> What the exercise asks:
Copy everything from the start of the records down to the line containing "pixel 32 148", inclusive, reproducing each line verbatim.
# Records for this exercise start
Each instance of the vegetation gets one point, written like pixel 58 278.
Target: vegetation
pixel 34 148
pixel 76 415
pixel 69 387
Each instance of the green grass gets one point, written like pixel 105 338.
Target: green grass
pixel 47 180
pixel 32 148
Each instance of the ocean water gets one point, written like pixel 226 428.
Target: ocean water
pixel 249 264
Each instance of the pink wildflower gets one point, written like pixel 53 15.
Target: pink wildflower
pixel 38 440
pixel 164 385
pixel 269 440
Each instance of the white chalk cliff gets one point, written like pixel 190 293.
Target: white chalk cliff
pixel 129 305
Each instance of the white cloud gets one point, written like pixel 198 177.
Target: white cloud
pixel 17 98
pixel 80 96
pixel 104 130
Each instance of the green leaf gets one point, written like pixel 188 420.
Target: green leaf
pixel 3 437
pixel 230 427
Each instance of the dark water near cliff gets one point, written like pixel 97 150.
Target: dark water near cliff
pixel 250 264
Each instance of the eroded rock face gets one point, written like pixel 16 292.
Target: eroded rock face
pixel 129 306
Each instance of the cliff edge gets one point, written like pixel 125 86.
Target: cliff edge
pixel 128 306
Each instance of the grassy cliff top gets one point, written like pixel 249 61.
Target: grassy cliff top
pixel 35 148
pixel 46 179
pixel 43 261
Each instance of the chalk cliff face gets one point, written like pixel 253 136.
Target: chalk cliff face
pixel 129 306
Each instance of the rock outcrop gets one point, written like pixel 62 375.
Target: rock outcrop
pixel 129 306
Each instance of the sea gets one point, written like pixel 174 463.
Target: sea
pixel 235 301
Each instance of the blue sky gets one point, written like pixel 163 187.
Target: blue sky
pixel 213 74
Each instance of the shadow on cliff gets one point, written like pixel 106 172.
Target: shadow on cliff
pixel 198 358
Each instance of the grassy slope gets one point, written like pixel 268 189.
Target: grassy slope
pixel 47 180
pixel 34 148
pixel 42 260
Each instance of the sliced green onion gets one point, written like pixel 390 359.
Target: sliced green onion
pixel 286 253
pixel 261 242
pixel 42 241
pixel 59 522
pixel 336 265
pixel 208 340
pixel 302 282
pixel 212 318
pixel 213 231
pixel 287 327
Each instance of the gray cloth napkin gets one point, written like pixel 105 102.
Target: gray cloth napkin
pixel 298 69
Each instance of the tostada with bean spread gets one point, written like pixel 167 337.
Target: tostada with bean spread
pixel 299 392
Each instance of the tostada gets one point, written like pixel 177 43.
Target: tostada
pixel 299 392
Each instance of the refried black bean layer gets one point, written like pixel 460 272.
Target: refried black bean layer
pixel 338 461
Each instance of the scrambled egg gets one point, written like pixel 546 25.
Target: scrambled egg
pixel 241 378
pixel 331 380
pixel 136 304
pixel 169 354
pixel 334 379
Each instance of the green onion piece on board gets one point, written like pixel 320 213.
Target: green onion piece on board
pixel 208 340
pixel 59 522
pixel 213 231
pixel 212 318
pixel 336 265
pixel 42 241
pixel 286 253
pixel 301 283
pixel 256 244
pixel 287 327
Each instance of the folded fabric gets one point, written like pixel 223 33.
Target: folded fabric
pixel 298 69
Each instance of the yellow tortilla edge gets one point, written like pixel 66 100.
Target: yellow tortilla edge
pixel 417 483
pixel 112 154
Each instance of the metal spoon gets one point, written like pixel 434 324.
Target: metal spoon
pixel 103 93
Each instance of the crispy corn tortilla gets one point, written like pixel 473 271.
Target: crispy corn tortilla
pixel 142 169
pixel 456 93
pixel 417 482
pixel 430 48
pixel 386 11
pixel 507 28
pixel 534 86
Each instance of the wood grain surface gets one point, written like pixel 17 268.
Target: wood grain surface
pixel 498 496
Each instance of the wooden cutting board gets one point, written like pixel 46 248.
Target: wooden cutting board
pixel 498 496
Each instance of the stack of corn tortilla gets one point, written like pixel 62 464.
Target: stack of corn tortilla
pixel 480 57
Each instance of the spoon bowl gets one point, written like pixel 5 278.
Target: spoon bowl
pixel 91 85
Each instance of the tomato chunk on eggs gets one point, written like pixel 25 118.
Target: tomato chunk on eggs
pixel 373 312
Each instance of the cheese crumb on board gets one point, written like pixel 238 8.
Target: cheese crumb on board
# Records for this exercise end
> Result of the task:
Each instance of the vegetation gets one point, written like pixel 58 278.
Target: vegetation
pixel 34 148
pixel 76 415
pixel 69 387
Each instance of the green grass gets one point, written like pixel 105 338.
Target: green grass
pixel 47 180
pixel 32 148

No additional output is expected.